**EXERCISE BRIEF:**
Rewrite the lines below, changing every "Drop a point" to "Place a point" and leaving everything else unchanged.

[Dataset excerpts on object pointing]
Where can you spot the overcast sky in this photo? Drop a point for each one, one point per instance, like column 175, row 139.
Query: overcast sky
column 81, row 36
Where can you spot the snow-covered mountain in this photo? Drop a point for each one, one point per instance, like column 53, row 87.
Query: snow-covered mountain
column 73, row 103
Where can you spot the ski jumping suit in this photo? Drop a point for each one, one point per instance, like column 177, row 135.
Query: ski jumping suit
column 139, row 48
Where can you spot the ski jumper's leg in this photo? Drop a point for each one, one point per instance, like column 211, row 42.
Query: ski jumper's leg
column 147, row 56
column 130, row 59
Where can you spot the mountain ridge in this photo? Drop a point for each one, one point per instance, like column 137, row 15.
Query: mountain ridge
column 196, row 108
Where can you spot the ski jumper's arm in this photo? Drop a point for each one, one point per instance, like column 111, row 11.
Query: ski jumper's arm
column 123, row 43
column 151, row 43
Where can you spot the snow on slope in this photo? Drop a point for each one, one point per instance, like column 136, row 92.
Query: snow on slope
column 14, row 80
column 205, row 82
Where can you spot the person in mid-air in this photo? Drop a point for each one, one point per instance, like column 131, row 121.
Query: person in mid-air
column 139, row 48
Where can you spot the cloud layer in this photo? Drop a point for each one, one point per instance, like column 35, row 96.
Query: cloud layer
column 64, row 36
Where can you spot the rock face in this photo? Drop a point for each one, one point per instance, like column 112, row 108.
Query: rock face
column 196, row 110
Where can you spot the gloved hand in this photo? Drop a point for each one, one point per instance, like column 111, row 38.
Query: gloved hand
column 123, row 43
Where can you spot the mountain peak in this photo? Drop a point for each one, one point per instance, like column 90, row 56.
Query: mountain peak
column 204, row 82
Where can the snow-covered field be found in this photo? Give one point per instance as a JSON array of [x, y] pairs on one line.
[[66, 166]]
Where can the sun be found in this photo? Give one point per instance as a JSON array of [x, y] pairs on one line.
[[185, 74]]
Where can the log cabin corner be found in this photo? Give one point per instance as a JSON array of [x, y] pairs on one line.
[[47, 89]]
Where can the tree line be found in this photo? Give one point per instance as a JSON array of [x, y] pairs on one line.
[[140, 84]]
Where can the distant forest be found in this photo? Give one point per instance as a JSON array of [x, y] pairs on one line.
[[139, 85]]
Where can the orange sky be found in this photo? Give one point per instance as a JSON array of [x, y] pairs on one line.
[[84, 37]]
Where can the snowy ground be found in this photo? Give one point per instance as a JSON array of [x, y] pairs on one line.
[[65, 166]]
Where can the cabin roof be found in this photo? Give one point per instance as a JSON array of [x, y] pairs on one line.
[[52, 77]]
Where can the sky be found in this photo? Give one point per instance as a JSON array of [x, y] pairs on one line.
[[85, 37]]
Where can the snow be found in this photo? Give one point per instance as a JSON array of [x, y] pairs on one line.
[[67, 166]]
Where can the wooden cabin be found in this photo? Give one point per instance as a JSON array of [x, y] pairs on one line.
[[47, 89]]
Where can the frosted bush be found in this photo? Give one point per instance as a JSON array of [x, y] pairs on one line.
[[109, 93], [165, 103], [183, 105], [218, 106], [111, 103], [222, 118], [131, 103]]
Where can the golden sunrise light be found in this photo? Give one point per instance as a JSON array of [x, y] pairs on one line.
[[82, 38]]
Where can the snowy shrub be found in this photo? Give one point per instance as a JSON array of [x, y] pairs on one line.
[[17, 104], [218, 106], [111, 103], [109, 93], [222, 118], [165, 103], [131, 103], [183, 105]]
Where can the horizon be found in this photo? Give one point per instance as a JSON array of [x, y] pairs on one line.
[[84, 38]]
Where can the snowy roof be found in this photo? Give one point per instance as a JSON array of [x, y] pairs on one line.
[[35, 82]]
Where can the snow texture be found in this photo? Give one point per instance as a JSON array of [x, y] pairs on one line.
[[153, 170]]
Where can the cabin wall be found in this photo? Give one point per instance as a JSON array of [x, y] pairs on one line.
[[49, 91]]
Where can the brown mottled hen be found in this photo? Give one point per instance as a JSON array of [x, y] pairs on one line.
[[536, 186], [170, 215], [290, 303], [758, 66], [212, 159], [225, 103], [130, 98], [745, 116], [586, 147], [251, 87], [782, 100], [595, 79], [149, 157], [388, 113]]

**OUTPUT FOR THIS EXERCISE:**
Where can you spot the overcast sky in this photo? Place a point for each one, one point per instance, like column 175, row 139.
Query: overcast sky
column 81, row 36
Where can you spot the snow-covered mountain in this photo? Place a point for each one, one point per instance, like column 53, row 87.
Query: snow-covered mountain
column 73, row 103
Where can you spot the ski jumping suit in this photo? Place a point for each one, one point per instance, like column 177, row 135.
Query: ski jumping suit
column 139, row 48
Where can you spot the ski jumper's leg in this photo? Place a point for each one, one point per instance, like column 211, row 42.
Query: ski jumper's leg
column 147, row 56
column 130, row 59
Where can you spot the mountain ridge in this photo? Place a point for each one, one point per instance, like column 137, row 15.
Query: mountain ridge
column 196, row 108
Where can you spot the ski jumper's arm in this photo? Place a point for each one, one point per instance, like column 111, row 11.
Query: ski jumper's arm
column 123, row 43
column 151, row 43
Where can you spot the snow on slope in this photo? Place a point for each one, one point per instance, like column 136, row 92.
Query: snow on slope
column 14, row 80
column 205, row 82
Where can you spot the person in mid-air in this photo? Place a point for each one, one point per instance, like column 131, row 121.
Query: person in mid-air
column 139, row 48
Where can you spot the cloud layer in this photo? Place a point for each one, one point per instance, like column 35, row 96.
Query: cloud layer
column 64, row 36
Where can you spot the rock face in this photo? Place a point for each one, one point per instance, like column 112, row 108.
Query: rock face
column 196, row 110
Where can you spot the gloved hand in this photo? Place a point for each one, one point per instance, like column 111, row 38.
Query: gloved hand
column 123, row 43
Where can you spot the mountain peak in this photo? Place a point for each one, one point per instance, like column 90, row 56.
Query: mountain peak
column 204, row 82
Where can the snow-covered field be found in this photo? Give one point per instance as a JSON array of [x, y] pairs on one line.
[[66, 166]]
Where can the sun be found in this photo? Give one point per instance as a JSON array of [x, y] pairs on one line.
[[185, 74]]
Where can the log cabin corner be found in this photo? Give one point per instance as a JSON array of [x, y] pairs on one line.
[[47, 89]]
Where can the tree line be found in this photo? Give one point per instance as a JSON array of [x, y] pairs on one line.
[[140, 84]]
Where can the distant forest be found in this photo? Give one point per instance as a JSON array of [x, y] pairs on one line.
[[139, 85]]
Where can the orange sky be found in this photo? Give one point per instance as a JSON array of [x, y] pairs on one line.
[[84, 37]]
Where can the snowy ground be found in this photo? Give one point per instance as a JSON array of [x, y] pairs on one line.
[[65, 166]]
Where can the cabin roof be found in this photo? Give one point per instance as a JSON array of [x, y] pairs on one line.
[[52, 77]]
Where can the sky be found in this photo? Give one point per instance as a JSON array of [x, y] pairs on one line.
[[85, 37]]
Where can the snow be found in this photo? Give one point per instance as a JSON array of [x, y] pairs on one line.
[[67, 166]]
Where can the wooden cabin be found in this photo? Give one point per instance as a JSON array of [x, y] pairs on one line.
[[47, 89]]
Where can the frosted bush be found in this photo? Give one point per instance as a JSON array of [x, y] pairs on one line.
[[109, 93], [165, 103], [183, 105], [218, 106], [111, 103], [222, 118], [131, 103]]
Where can the golden sunrise light be found in this photo? Give one point per instance as a JSON array of [x, y] pairs on one line.
[[82, 38]]
Where can the snowy shrub be found in this photo? Give one point per instance as a JSON array of [x, y] pairs on one line.
[[17, 104], [218, 106], [111, 103], [109, 93], [222, 118], [165, 103], [131, 103], [183, 105]]
Where can the horizon be found in this photo? Give one point per instance as a JSON array of [x, y] pairs on one line.
[[84, 38]]
Where can the snowy roof be found in this photo? Give one point per instance as a JSON array of [x, y] pairs on one line.
[[35, 82]]
Where can the snow texture be found in this photo? Give one point per instance as a JSON array of [x, y] pairs on one line.
[[153, 170]]
Where can the cabin wall be found in this photo? Give one point per instance as a JSON array of [x, y] pairs on one line.
[[49, 91]]
Where can the brown mottled hen be found in this photo? Give one point per instance as a JSON array of [x, y] pairs on one line.
[[536, 186], [170, 215], [290, 303], [758, 66], [212, 159], [225, 103], [130, 98], [745, 116], [586, 147], [251, 87], [782, 100], [595, 79], [149, 157], [388, 113]]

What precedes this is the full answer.